- [Goal] Pull out every line of the material that contains the word "jacket", treating differences in case as significant.

- [Items]
## Start

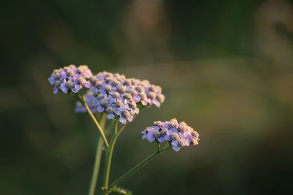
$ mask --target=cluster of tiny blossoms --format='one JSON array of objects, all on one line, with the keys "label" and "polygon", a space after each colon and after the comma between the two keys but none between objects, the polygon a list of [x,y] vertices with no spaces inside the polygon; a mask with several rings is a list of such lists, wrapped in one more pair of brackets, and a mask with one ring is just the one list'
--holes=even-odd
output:
[{"label": "cluster of tiny blossoms", "polygon": [[199,135],[184,122],[178,123],[174,118],[169,121],[154,122],[154,125],[147,127],[142,132],[143,139],[146,138],[150,142],[167,141],[175,151],[184,146],[198,144]]},{"label": "cluster of tiny blossoms", "polygon": [[77,68],[74,65],[70,65],[55,70],[48,80],[50,84],[54,85],[54,94],[57,94],[58,90],[65,94],[68,90],[77,93],[83,87],[90,87],[90,83],[86,78],[90,78],[92,75],[87,66],[83,65]]},{"label": "cluster of tiny blossoms", "polygon": [[105,112],[109,119],[118,116],[119,121],[132,121],[133,115],[138,114],[138,104],[155,105],[157,107],[165,100],[162,88],[151,84],[148,80],[126,78],[123,75],[101,72],[91,77],[92,104],[100,113]]}]

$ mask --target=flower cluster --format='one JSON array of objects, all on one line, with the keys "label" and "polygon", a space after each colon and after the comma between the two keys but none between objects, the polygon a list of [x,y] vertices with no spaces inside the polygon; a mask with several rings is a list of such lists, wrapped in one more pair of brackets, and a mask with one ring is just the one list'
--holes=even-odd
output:
[{"label": "flower cluster", "polygon": [[[87,104],[87,106],[90,109],[91,111],[93,113],[95,113],[97,112],[97,106],[94,104],[90,98],[90,96],[91,96],[92,93],[90,91],[90,90],[88,90],[86,92],[86,93],[84,95],[84,100],[85,100],[85,103]],[[87,112],[87,111],[84,106],[83,104],[80,102],[80,101],[77,101],[75,103],[75,112],[76,113],[86,113]]]},{"label": "flower cluster", "polygon": [[77,68],[74,65],[70,65],[55,70],[48,80],[50,84],[54,85],[54,94],[57,94],[58,90],[65,94],[68,90],[77,93],[83,87],[90,88],[90,83],[86,78],[92,75],[87,66],[83,65]]},{"label": "flower cluster", "polygon": [[175,119],[169,121],[154,122],[154,125],[147,127],[142,133],[143,139],[146,138],[150,142],[167,141],[175,151],[180,148],[198,144],[199,135],[184,122],[178,123]]},{"label": "flower cluster", "polygon": [[149,83],[147,80],[126,78],[123,75],[101,72],[91,77],[92,102],[97,105],[100,113],[105,112],[109,119],[115,116],[119,121],[132,121],[133,115],[138,114],[138,104],[154,104],[157,107],[165,100],[161,87]]}]

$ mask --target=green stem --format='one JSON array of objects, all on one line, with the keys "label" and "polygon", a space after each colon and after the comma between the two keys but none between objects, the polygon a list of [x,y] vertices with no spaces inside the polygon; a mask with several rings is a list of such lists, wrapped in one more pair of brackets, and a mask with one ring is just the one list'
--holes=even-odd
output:
[{"label": "green stem", "polygon": [[140,168],[142,167],[143,166],[144,166],[144,165],[146,164],[146,163],[147,163],[150,160],[151,160],[152,159],[153,159],[153,158],[154,158],[157,156],[158,156],[160,154],[162,153],[165,150],[167,150],[170,148],[171,148],[171,146],[170,146],[170,145],[168,143],[167,143],[167,145],[166,145],[165,147],[164,147],[163,149],[160,150],[160,144],[158,144],[158,150],[157,150],[157,152],[156,152],[155,153],[154,153],[152,155],[148,156],[147,158],[146,158],[145,160],[144,160],[143,161],[142,161],[140,163],[138,164],[137,165],[136,165],[136,166],[133,167],[132,169],[130,169],[128,172],[127,172],[126,173],[124,174],[123,176],[122,176],[121,177],[120,177],[120,178],[119,178],[119,179],[116,180],[115,181],[114,181],[114,182],[111,183],[109,186],[108,189],[111,188],[113,187],[113,186],[117,185],[119,183],[121,182],[124,180],[126,179],[127,177],[129,176],[130,175],[131,175],[131,174],[132,174],[133,173],[134,173],[136,171],[137,171]]},{"label": "green stem", "polygon": [[114,131],[114,135],[112,136],[112,138],[111,139],[111,141],[110,142],[110,147],[109,148],[109,150],[106,151],[106,157],[105,160],[105,172],[104,172],[104,184],[103,189],[105,190],[104,192],[105,195],[108,195],[110,194],[110,192],[107,191],[107,190],[109,188],[108,186],[109,185],[109,178],[110,177],[110,169],[111,168],[111,161],[112,160],[112,156],[113,156],[113,152],[114,151],[114,147],[115,146],[115,144],[117,139],[117,138],[120,135],[120,134],[122,132],[122,131],[125,128],[126,125],[128,124],[128,123],[124,124],[121,129],[118,131],[118,119],[116,119],[115,121],[115,129]]},{"label": "green stem", "polygon": [[100,170],[100,164],[101,164],[101,158],[102,156],[104,143],[104,142],[103,138],[101,136],[100,136],[99,141],[98,141],[96,159],[95,160],[93,176],[89,187],[89,195],[94,195],[95,194],[96,186],[97,185],[97,181],[98,180],[98,176],[99,175],[99,171]]},{"label": "green stem", "polygon": [[94,120],[95,123],[96,123],[96,125],[97,125],[98,129],[99,129],[99,130],[100,131],[100,133],[101,134],[102,137],[103,138],[104,141],[105,142],[105,145],[106,145],[106,147],[108,148],[109,148],[109,143],[108,143],[108,141],[107,141],[106,136],[105,136],[105,135],[104,134],[104,132],[103,132],[103,130],[102,129],[102,128],[100,126],[99,122],[98,122],[98,121],[97,121],[97,119],[94,116],[94,115],[93,115],[93,113],[91,112],[91,111],[90,111],[90,109],[89,109],[89,108],[87,106],[87,104],[85,102],[85,101],[84,99],[84,98],[83,98],[79,95],[78,95],[77,94],[75,94],[75,97],[77,98],[77,99],[79,100],[79,101],[82,103],[82,104],[83,104],[83,105],[84,106],[84,107],[87,111],[87,112],[88,113],[88,114],[89,115],[89,116],[90,116],[93,119],[93,120]]},{"label": "green stem", "polygon": [[[105,129],[106,119],[106,115],[103,114],[101,120],[100,120],[100,123],[101,124],[101,128],[103,129]],[[96,152],[96,158],[95,159],[93,175],[89,189],[89,195],[94,195],[95,194],[97,185],[97,181],[98,180],[98,176],[99,175],[99,171],[100,170],[100,164],[101,164],[101,158],[102,157],[104,143],[104,142],[103,138],[101,136],[99,136],[97,146],[97,151]]]}]

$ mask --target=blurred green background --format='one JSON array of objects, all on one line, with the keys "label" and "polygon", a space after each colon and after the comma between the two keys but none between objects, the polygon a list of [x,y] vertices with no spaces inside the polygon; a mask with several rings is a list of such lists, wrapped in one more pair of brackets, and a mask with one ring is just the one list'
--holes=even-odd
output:
[{"label": "blurred green background", "polygon": [[121,136],[110,182],[155,151],[145,127],[176,117],[199,145],[121,184],[134,195],[292,191],[293,2],[6,0],[0,10],[0,195],[86,194],[97,130],[47,81],[70,64],[148,79],[166,96]]}]

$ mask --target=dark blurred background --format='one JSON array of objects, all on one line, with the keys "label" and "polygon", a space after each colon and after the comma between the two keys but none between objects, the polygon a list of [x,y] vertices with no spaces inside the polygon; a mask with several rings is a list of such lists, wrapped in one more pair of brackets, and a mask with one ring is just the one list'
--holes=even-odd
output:
[{"label": "dark blurred background", "polygon": [[166,96],[121,135],[110,182],[155,151],[145,127],[176,117],[199,145],[121,184],[134,195],[292,191],[293,2],[6,0],[0,10],[0,195],[86,194],[97,130],[47,81],[70,64],[147,79]]}]

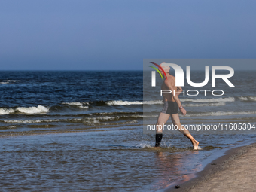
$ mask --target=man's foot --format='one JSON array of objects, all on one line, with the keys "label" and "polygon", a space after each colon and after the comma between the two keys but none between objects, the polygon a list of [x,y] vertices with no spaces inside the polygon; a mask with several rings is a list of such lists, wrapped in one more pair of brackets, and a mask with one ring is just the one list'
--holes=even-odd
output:
[{"label": "man's foot", "polygon": [[154,147],[157,148],[160,146],[162,138],[163,138],[163,134],[156,134],[156,145],[154,145]]},{"label": "man's foot", "polygon": [[193,148],[194,148],[194,150],[199,150],[199,149],[201,149],[201,148],[199,145],[199,142],[197,142],[197,140],[195,140],[194,142],[193,142]]}]

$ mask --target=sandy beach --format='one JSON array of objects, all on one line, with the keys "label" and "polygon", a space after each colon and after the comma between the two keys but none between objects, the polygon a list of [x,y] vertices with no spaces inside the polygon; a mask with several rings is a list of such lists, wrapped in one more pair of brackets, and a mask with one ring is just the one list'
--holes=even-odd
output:
[{"label": "sandy beach", "polygon": [[233,148],[210,163],[197,177],[165,191],[255,191],[256,144]]}]

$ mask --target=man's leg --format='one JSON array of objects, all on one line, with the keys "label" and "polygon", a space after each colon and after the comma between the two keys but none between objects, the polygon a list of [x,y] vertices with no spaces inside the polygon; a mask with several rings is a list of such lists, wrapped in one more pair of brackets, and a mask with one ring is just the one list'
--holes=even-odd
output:
[{"label": "man's leg", "polygon": [[172,114],[171,118],[172,118],[172,123],[174,125],[178,126],[178,130],[181,132],[186,137],[187,137],[190,140],[193,145],[194,149],[198,149],[199,142],[194,139],[194,137],[191,136],[191,134],[189,133],[189,131],[185,130],[184,126],[182,126],[181,128],[181,124],[179,120],[178,114]]},{"label": "man's leg", "polygon": [[159,147],[163,137],[163,125],[167,122],[169,114],[160,113],[157,121],[157,133],[156,133],[156,145],[155,147]]}]

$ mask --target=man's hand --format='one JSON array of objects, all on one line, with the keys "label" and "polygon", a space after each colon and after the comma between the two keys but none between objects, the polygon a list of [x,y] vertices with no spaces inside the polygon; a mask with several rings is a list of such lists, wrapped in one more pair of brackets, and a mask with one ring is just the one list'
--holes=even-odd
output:
[{"label": "man's hand", "polygon": [[182,108],[180,109],[180,110],[181,110],[181,114],[183,114],[184,115],[186,115],[187,111],[186,111],[184,108]]}]

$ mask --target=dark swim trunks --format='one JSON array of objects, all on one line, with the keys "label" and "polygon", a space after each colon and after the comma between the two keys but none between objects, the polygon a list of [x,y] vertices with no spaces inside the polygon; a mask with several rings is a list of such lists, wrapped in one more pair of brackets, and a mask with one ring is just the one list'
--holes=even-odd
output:
[{"label": "dark swim trunks", "polygon": [[178,104],[176,102],[164,102],[162,113],[164,114],[178,114]]}]

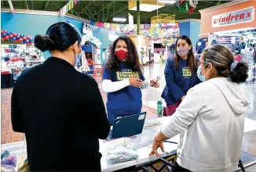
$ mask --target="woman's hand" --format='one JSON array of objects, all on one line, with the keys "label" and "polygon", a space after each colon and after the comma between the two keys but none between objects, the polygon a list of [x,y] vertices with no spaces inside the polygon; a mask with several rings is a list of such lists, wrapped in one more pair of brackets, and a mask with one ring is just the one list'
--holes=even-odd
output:
[{"label": "woman's hand", "polygon": [[150,81],[150,86],[153,88],[159,88],[160,84],[159,83],[158,83],[158,81],[155,79],[154,79]]},{"label": "woman's hand", "polygon": [[154,143],[153,143],[153,145],[152,145],[152,150],[151,151],[149,156],[155,155],[157,157],[160,157],[160,155],[157,152],[158,148],[160,148],[162,152],[164,152],[164,148],[163,148],[163,142],[157,142],[155,140],[155,137]]},{"label": "woman's hand", "polygon": [[167,140],[166,138],[162,131],[159,132],[154,138],[154,143],[152,146],[152,150],[151,151],[149,156],[155,155],[158,157],[160,157],[160,155],[157,152],[157,149],[160,148],[162,152],[164,152],[163,141]]},{"label": "woman's hand", "polygon": [[141,88],[142,86],[142,81],[137,79],[135,76],[129,77],[130,85],[136,88]]}]

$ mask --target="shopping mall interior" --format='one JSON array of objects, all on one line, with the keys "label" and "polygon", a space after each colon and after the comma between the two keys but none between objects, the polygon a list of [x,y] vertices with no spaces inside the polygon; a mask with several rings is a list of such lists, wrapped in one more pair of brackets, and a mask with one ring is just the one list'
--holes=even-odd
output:
[{"label": "shopping mall interior", "polygon": [[[102,83],[104,78],[102,76],[104,76],[104,66],[112,56],[111,48],[113,42],[120,36],[126,36],[134,43],[140,63],[144,68],[144,78],[146,80],[156,78],[156,81],[154,81],[159,85],[158,88],[148,87],[146,89],[141,89],[141,112],[146,112],[146,116],[141,116],[141,114],[139,116],[137,121],[141,120],[141,116],[144,121],[141,131],[131,131],[130,129],[127,129],[127,131],[123,131],[139,133],[132,134],[133,136],[122,135],[122,133],[119,133],[120,136],[117,137],[117,139],[99,141],[100,152],[102,154],[101,159],[102,171],[172,171],[172,166],[176,164],[177,143],[180,142],[180,134],[163,142],[165,152],[160,155],[162,158],[155,156],[149,156],[148,154],[152,149],[153,142],[156,142],[156,138],[155,138],[154,140],[153,136],[161,131],[163,124],[166,124],[165,122],[167,122],[168,119],[175,117],[176,113],[171,116],[167,115],[168,116],[163,115],[168,105],[163,98],[162,93],[169,83],[166,81],[166,78],[169,78],[166,74],[169,59],[177,58],[177,53],[178,53],[177,42],[181,35],[186,35],[190,38],[191,51],[199,65],[200,65],[200,57],[203,51],[215,45],[221,45],[229,48],[233,54],[235,61],[247,64],[248,77],[244,83],[237,86],[249,104],[245,113],[244,128],[242,127],[243,130],[243,142],[241,150],[239,150],[240,161],[236,162],[236,170],[256,171],[255,9],[256,1],[254,0],[2,0],[2,171],[23,171],[22,169],[27,167],[27,164],[29,164],[29,162],[27,163],[25,134],[13,131],[12,126],[13,88],[20,75],[25,70],[42,65],[48,58],[51,57],[50,51],[42,52],[36,48],[34,38],[38,34],[46,34],[48,28],[58,22],[68,22],[75,26],[81,34],[85,44],[81,45],[82,58],[75,63],[75,68],[79,73],[90,75],[95,79],[105,106],[108,104],[108,99],[110,99],[110,95],[108,95],[110,93],[104,91]],[[38,90],[38,91],[41,91]],[[207,95],[204,96],[207,96]],[[213,102],[218,101],[218,99],[212,99]],[[123,103],[129,104],[130,102]],[[195,101],[190,103],[198,106],[197,104],[199,102]],[[107,109],[106,107],[106,112]],[[36,112],[35,113],[36,115]],[[130,115],[135,116],[135,114]],[[199,120],[197,117],[195,120]],[[214,120],[213,118],[211,120]],[[132,120],[132,118],[130,120]],[[219,119],[218,121],[221,123]],[[20,123],[26,122],[20,121]],[[134,126],[140,125],[136,123],[137,122],[134,122]],[[194,123],[196,122],[194,121]],[[112,127],[112,136],[115,127],[118,127],[116,124],[114,124]],[[130,123],[127,121],[126,124]],[[29,125],[29,124],[27,124]],[[192,124],[190,125],[186,130],[189,130]],[[243,124],[241,125],[243,126]],[[126,126],[126,128],[128,127],[130,128],[131,126]],[[134,128],[137,127],[134,127]],[[199,127],[196,127],[196,130],[199,130]],[[229,132],[229,134],[236,136],[236,133]],[[189,134],[188,133],[186,134]],[[43,134],[43,135],[46,134]],[[196,139],[196,138],[195,139]],[[181,137],[182,142],[181,140]],[[72,142],[76,141],[73,140]],[[111,142],[114,142],[113,144],[109,144]],[[126,142],[125,144],[130,144],[131,146],[127,148],[126,145],[122,145],[122,142]],[[187,140],[187,142],[188,141]],[[225,143],[225,142],[228,141],[220,141],[219,145],[212,145],[210,142],[207,141],[206,145],[210,144],[207,145],[209,147],[220,146],[222,148],[224,145],[221,145],[221,143]],[[196,142],[195,141],[193,144],[195,142]],[[115,145],[116,143],[119,145]],[[116,146],[115,149],[117,152],[112,155],[112,152],[110,152],[109,149],[113,149],[112,147],[113,145]],[[185,146],[184,145],[183,146]],[[130,156],[128,159],[125,157],[127,156],[126,154],[124,155],[126,152],[121,155],[118,153],[119,149],[118,146],[123,146],[122,149],[125,150],[123,150],[127,151],[126,153]],[[196,145],[196,147],[198,146]],[[72,145],[70,149],[72,149]],[[192,152],[194,149],[195,147],[190,148]],[[199,149],[200,149],[200,148]],[[196,150],[198,150],[197,148]],[[159,149],[159,152],[160,152]],[[130,154],[133,154],[133,156]],[[217,152],[209,152],[209,154],[216,154],[218,159],[212,159],[212,161],[226,160],[222,159],[223,156],[218,156]],[[84,156],[86,156],[86,155]],[[227,155],[224,156],[225,156]],[[192,160],[195,160],[196,163],[196,159]],[[181,163],[180,159],[177,162],[179,164]],[[42,163],[47,163],[47,162],[42,161]],[[197,162],[197,163],[199,163]],[[84,171],[86,171],[86,167],[90,166],[85,162],[84,164],[74,164],[74,167],[79,165],[84,165]],[[182,166],[182,167],[188,168],[186,166]],[[191,167],[190,170],[196,170],[192,169],[195,168]],[[207,171],[203,168],[201,170]],[[227,170],[221,168],[221,170],[216,170],[225,171]]]}]

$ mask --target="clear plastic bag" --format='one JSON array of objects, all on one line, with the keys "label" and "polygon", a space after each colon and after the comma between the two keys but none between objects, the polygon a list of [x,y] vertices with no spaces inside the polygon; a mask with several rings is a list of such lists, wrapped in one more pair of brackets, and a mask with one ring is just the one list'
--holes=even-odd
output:
[{"label": "clear plastic bag", "polygon": [[136,160],[138,158],[134,145],[129,138],[120,138],[109,142],[107,145],[107,160],[111,163]]}]

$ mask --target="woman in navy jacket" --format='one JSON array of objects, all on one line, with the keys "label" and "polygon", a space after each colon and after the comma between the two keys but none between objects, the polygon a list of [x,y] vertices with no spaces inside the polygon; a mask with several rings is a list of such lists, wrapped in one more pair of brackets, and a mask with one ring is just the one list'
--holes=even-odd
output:
[{"label": "woman in navy jacket", "polygon": [[167,116],[174,113],[189,88],[199,83],[197,65],[188,37],[181,36],[176,41],[174,58],[168,58],[164,70],[166,85],[162,98],[166,102]]}]

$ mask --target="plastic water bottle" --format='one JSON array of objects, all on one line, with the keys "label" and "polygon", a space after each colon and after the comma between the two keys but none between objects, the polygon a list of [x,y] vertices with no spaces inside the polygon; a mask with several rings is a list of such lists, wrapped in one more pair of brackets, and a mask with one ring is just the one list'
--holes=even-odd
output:
[{"label": "plastic water bottle", "polygon": [[163,112],[163,102],[162,100],[157,102],[157,114],[162,116]]}]

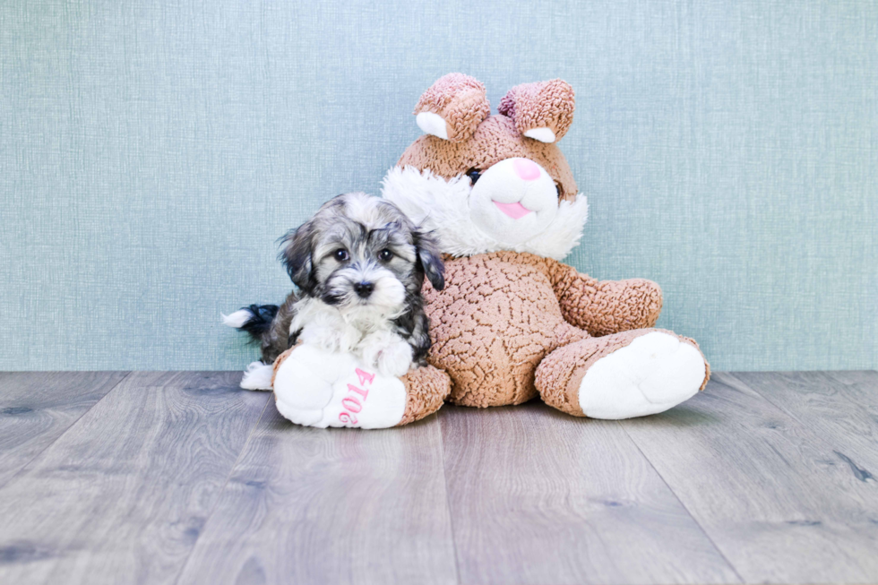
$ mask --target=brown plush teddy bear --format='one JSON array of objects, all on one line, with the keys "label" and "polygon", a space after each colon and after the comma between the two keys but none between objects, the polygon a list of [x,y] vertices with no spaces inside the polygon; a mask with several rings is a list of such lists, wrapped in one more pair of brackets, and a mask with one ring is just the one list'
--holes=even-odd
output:
[{"label": "brown plush teddy bear", "polygon": [[[657,284],[598,281],[559,262],[588,216],[555,145],[573,107],[572,89],[561,80],[512,88],[495,116],[484,85],[461,73],[424,93],[415,114],[426,133],[388,172],[383,195],[435,230],[446,254],[444,288],[424,287],[431,366],[400,380],[371,378],[385,389],[372,393],[383,414],[351,424],[340,405],[346,384],[366,373],[353,361],[292,349],[275,363],[285,416],[322,426],[390,426],[431,414],[445,400],[489,407],[539,396],[573,416],[626,418],[662,412],[704,388],[710,366],[698,345],[651,328],[662,303]],[[304,370],[312,374],[303,378]],[[317,386],[324,398],[303,419],[297,405]],[[367,406],[357,401],[359,412]]]}]

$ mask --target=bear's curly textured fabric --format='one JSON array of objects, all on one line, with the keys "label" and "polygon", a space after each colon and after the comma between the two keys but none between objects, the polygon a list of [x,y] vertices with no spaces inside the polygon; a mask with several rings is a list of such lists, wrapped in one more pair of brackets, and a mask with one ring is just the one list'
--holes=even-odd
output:
[{"label": "bear's curly textured fabric", "polygon": [[[582,295],[575,297],[568,293],[574,281],[590,288],[575,289]],[[653,324],[658,314],[643,309],[641,291],[658,289],[654,283],[605,284],[530,254],[446,257],[445,288],[437,292],[426,284],[424,296],[433,339],[428,359],[451,376],[451,401],[489,407],[537,396],[534,376],[543,358],[590,337],[587,328],[569,323],[568,314],[595,331],[614,323],[626,329]],[[658,303],[660,308],[660,293]],[[586,318],[590,307],[599,307],[599,314]]]},{"label": "bear's curly textured fabric", "polygon": [[460,142],[472,135],[491,113],[485,86],[469,75],[449,73],[430,86],[415,107],[415,114],[432,112],[445,121],[448,140]]},{"label": "bear's curly textured fabric", "polygon": [[400,380],[406,387],[406,410],[397,426],[433,414],[442,408],[451,391],[448,374],[432,366],[410,369]]},{"label": "bear's curly textured fabric", "polygon": [[575,106],[573,88],[567,82],[554,79],[516,85],[500,100],[497,111],[512,118],[521,133],[533,128],[550,128],[557,142],[573,123]]},{"label": "bear's curly textured fabric", "polygon": [[661,313],[661,288],[646,279],[599,281],[547,259],[561,312],[592,335],[651,327]]}]

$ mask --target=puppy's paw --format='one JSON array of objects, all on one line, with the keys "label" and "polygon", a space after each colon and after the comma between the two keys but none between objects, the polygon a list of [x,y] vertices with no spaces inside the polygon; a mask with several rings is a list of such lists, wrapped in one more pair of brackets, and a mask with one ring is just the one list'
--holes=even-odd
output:
[{"label": "puppy's paw", "polygon": [[375,366],[383,375],[399,377],[411,367],[411,346],[405,341],[395,341],[378,351]]}]

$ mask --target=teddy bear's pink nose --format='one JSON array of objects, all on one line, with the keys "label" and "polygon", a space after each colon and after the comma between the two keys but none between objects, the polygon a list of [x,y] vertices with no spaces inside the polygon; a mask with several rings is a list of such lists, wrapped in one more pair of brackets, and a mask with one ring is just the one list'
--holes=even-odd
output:
[{"label": "teddy bear's pink nose", "polygon": [[525,181],[536,181],[539,178],[539,167],[537,163],[527,159],[516,159],[512,162],[515,174]]}]

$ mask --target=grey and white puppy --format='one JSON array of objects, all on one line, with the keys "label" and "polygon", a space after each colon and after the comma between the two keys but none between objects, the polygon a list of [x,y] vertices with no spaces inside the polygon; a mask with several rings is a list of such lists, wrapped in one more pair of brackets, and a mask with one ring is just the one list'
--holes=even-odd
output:
[{"label": "grey and white puppy", "polygon": [[362,193],[335,197],[281,241],[297,288],[280,306],[251,305],[223,317],[262,346],[241,386],[271,389],[271,365],[297,341],[353,353],[385,375],[426,364],[425,276],[444,286],[438,244],[393,203]]}]

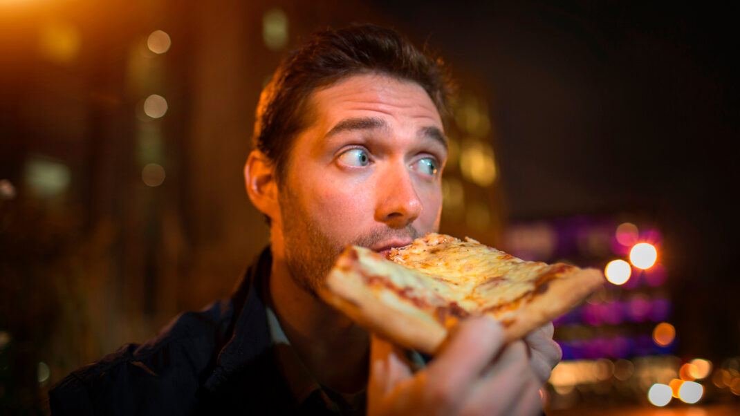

## End

- [Finished answer]
$ mask --target="woman in navy jacket" --format='one JSON array of objects, all on one line, with the keys "label" and "polygon", a space after each colon and after the comma between the two keys but none between objects, the polygon a list of [x,y] vertices with no spaces inside the polygon; a mask with several rings is a list of such lists, wrapped in one more pair of brackets, and a mask with one ring is just the one list'
[{"label": "woman in navy jacket", "polygon": [[167,116],[174,113],[189,88],[199,83],[197,65],[188,37],[181,36],[176,41],[174,58],[168,58],[164,70],[166,85],[162,98],[166,102]]}]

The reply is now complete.